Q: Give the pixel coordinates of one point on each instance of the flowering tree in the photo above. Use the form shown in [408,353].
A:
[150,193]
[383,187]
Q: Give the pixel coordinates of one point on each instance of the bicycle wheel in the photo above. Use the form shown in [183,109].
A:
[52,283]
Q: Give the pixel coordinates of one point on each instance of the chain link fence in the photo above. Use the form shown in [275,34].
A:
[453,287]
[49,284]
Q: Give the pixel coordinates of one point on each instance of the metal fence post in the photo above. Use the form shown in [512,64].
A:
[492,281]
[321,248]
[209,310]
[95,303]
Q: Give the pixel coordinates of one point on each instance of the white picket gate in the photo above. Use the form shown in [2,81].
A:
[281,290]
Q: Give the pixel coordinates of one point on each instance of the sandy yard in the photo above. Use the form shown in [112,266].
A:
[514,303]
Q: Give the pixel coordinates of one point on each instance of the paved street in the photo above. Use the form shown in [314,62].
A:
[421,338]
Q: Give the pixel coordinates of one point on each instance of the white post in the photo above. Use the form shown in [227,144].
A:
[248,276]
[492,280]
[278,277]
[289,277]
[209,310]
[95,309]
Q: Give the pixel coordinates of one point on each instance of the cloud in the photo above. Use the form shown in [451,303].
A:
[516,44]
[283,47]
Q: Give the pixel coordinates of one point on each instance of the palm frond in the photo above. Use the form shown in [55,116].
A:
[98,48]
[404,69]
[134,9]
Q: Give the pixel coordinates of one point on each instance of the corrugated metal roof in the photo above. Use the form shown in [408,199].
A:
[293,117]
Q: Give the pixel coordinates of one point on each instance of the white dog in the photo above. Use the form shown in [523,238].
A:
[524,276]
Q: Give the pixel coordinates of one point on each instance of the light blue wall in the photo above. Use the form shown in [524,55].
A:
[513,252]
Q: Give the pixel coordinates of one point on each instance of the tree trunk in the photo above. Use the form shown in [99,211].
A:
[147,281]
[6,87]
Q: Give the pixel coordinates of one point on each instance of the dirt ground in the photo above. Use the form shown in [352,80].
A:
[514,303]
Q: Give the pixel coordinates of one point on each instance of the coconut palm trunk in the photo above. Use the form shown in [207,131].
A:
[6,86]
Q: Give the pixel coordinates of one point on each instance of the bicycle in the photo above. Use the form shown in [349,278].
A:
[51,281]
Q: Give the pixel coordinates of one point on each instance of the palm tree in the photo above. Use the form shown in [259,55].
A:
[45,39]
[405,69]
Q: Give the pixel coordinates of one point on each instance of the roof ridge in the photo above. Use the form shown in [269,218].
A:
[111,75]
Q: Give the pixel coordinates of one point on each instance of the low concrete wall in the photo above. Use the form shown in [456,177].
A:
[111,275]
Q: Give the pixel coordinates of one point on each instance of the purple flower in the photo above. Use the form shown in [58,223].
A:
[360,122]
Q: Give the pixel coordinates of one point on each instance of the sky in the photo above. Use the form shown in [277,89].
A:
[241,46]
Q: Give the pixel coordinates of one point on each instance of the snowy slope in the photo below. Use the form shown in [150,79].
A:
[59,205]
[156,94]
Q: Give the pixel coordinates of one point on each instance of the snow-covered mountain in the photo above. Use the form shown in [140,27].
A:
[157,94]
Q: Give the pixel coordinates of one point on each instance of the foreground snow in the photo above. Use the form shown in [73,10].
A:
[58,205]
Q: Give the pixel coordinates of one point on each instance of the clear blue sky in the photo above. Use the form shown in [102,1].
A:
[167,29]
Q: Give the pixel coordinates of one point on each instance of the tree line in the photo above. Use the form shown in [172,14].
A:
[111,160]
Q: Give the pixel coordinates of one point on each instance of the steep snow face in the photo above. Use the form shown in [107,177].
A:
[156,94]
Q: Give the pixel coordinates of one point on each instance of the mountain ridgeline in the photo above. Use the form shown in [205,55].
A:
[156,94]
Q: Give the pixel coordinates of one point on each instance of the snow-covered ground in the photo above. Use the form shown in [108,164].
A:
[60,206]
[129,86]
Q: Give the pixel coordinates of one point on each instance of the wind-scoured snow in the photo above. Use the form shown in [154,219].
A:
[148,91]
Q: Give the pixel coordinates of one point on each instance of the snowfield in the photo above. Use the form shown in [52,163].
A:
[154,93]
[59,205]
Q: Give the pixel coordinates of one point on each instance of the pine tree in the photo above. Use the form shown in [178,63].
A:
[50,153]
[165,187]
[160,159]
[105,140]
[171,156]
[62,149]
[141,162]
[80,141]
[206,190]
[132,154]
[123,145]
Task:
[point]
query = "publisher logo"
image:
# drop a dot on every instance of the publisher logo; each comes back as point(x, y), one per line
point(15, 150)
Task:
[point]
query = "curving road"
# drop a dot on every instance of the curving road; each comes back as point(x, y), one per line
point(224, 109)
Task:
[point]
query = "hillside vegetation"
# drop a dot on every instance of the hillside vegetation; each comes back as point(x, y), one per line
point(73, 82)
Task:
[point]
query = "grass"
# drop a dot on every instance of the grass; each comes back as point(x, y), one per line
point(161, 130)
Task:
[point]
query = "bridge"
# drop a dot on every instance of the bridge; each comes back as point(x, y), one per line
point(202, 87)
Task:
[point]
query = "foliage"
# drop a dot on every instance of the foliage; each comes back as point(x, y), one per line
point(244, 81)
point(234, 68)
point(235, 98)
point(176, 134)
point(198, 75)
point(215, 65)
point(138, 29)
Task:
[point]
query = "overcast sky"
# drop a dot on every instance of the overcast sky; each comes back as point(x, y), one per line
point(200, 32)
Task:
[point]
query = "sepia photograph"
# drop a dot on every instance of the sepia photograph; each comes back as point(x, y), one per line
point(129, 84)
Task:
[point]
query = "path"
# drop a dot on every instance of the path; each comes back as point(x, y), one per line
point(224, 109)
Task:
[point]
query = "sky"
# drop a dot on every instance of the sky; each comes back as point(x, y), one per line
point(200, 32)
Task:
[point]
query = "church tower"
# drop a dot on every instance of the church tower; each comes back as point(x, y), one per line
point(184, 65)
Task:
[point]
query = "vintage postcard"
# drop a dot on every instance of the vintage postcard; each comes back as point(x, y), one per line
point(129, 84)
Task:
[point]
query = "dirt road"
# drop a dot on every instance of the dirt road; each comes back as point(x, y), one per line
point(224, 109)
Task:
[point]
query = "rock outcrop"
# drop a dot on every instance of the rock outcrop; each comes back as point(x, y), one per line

****************

▶ Exercise
Lines with "covered" in them: work out how many there are in the listing and give the figure alone.

▶ Written reply
2